───── Material provided

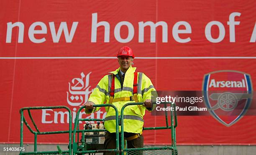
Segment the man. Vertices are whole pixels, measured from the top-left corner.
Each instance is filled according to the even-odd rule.
[[[134,56],[132,49],[127,46],[121,48],[117,55],[120,67],[109,72],[100,81],[85,104],[86,113],[99,109],[93,108],[95,104],[111,104],[118,110],[130,102],[143,102],[143,105],[127,107],[124,111],[124,135],[127,141],[128,148],[143,147],[142,135],[143,116],[145,110],[151,111],[151,91],[155,91],[150,79],[142,73],[136,72],[133,67]],[[105,135],[104,149],[116,148],[115,111],[112,107],[106,107],[107,115],[104,127],[108,130]],[[119,128],[119,132],[120,132]],[[119,143],[120,144],[120,143]],[[106,152],[104,155],[113,155]]]

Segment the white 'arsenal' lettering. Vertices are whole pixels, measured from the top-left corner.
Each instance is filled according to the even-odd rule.
[[[215,81],[215,79],[211,80],[209,87],[213,87],[214,88],[245,88],[246,84],[244,79],[242,79],[242,81]]]

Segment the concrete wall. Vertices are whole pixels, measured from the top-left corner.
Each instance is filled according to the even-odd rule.
[[[62,150],[67,150],[67,145],[59,145]],[[38,151],[57,150],[57,145],[38,145]],[[0,144],[0,155],[18,155],[18,152],[4,152],[3,147],[19,147],[18,144]],[[33,145],[25,144],[24,145],[26,152],[33,151]],[[145,147],[156,147],[145,146]],[[178,145],[179,155],[255,155],[256,146],[247,145]],[[97,155],[102,155],[98,153]]]

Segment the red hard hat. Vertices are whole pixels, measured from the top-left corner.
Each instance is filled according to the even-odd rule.
[[[133,55],[133,50],[129,47],[124,46],[120,48],[118,53],[117,56],[118,58],[118,56],[130,56],[134,58],[134,55]]]

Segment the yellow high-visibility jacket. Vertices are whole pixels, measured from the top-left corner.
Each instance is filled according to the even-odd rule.
[[[115,75],[118,75],[118,72],[120,68],[115,71],[111,71]],[[133,84],[134,80],[134,73],[136,67],[130,66],[125,73],[125,78],[123,82],[123,90],[121,88],[120,81],[116,77],[115,79],[115,95],[114,99],[123,97],[133,96]],[[110,99],[110,90],[111,86],[112,74],[107,75],[100,80],[96,87],[91,94],[88,101],[93,102],[95,104],[102,104],[106,102],[108,104]],[[118,76],[119,77],[119,76]],[[146,99],[151,99],[151,91],[155,91],[152,82],[149,78],[141,72],[138,73],[138,99],[139,102],[143,102]],[[135,102],[135,101],[119,101],[112,103],[118,111],[118,115],[122,107],[125,104],[129,102]],[[140,106],[142,113],[137,105],[131,105],[126,107],[124,111],[124,132],[139,133],[142,131],[144,123],[143,116],[145,115],[146,107],[142,105]],[[100,107],[96,109],[97,111]],[[105,118],[104,127],[110,133],[115,132],[115,114],[114,109],[112,107],[106,107],[107,112]],[[86,113],[90,113],[94,112],[90,111],[85,109]],[[119,132],[120,132],[120,127],[119,126]]]

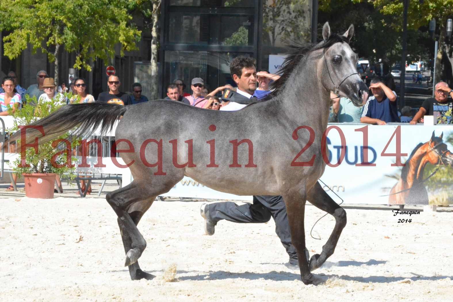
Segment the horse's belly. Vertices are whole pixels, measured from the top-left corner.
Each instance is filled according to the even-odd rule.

──────────

• [Directions for this task]:
Render the material above as a JSON list of strings with one string per line. Skip blank lines and leave out the pictures.

• [Response below]:
[
  "Segment the man. Vertices are whole pixels, measured from the top-left corner.",
  "Each instance is filled according to the even-odd rule.",
  "[[[134,56],[132,49],[127,46],[121,48],[117,55],[120,67],[109,72],[100,81],[85,104],[86,113],[99,109],[93,108],[95,104],[111,104],[118,110],[130,102],[143,102],[143,105],[127,107],[124,111],[124,135],[127,141],[128,148],[143,147],[142,135],[143,116],[145,110],[151,111],[151,91],[155,91],[150,79],[142,73],[136,72],[133,67]],[[105,135],[104,149],[116,148],[115,111],[112,107],[106,107],[107,115],[104,127],[108,130]],[[119,128],[119,132],[120,132]],[[119,143],[120,144],[120,143]],[[106,152],[104,155],[113,155]]]",
  "Segment the white 'arsenal' lettering. Vertices are whole pixels, measured from the top-left corner.",
  "Each instance is filled according to the even-odd rule.",
  "[[[215,81],[215,79],[211,80],[209,87],[213,87],[214,88],[245,88],[246,84],[244,79],[242,79],[242,81]]]",
  "Segment the concrete wall. Vertices are whole pixels, measured from the top-left corner.",
  "Each instance is filled according to the even-odd rule.",
  "[[[62,150],[67,150],[67,145],[59,145]],[[38,151],[57,150],[57,145],[38,145]],[[0,144],[0,155],[18,155],[18,152],[4,152],[3,147],[19,147],[18,144]],[[33,145],[25,144],[24,145],[26,152],[33,151]],[[145,147],[156,147],[145,146]],[[178,145],[179,155],[255,155],[256,146],[247,145]],[[97,155],[102,155],[98,153]]]",
  "Segment the red hard hat. Vertices are whole pixels, measured from the top-left corner.",
  "Each instance is filled according to the even-odd rule.",
  "[[[133,55],[133,50],[129,47],[124,46],[120,48],[118,53],[117,56],[118,58],[118,56],[130,56],[134,58],[134,55]]]",
  "Segment the yellow high-visibility jacket. Vertices are whole pixels, measured from the top-left corner.",
  "Each instance is filled according to the even-odd rule.",
  "[[[115,75],[118,75],[118,72],[120,68],[115,71],[111,71]],[[133,84],[134,80],[134,73],[136,67],[130,66],[125,73],[125,78],[123,82],[123,90],[121,88],[120,81],[116,77],[115,79],[115,95],[114,99],[123,97],[133,96]],[[110,99],[110,90],[111,86],[112,74],[107,75],[100,80],[96,87],[91,94],[88,101],[93,102],[95,104],[102,104],[106,102],[108,104]],[[118,76],[119,77],[119,76]],[[146,99],[151,99],[151,91],[155,91],[152,82],[149,78],[141,72],[138,73],[138,99],[139,102],[143,102]],[[135,102],[135,101],[119,101],[112,103],[118,111],[118,115],[122,107],[125,104],[129,102]],[[140,106],[142,113],[137,105],[131,105],[126,107],[124,111],[124,132],[139,133],[142,131],[144,123],[143,116],[145,115],[146,107],[142,105]],[[100,107],[96,109],[97,111]],[[105,118],[104,127],[110,133],[115,132],[115,114],[114,109],[112,107],[106,107],[107,112]],[[86,113],[90,113],[94,112],[90,111],[85,109]],[[119,132],[120,132],[120,127],[119,126]]]",
  "Segment the horse's belly. Vertices are whole pixels, measured from the top-left corner.",
  "Each instance is filled according to the even-odd rule."
]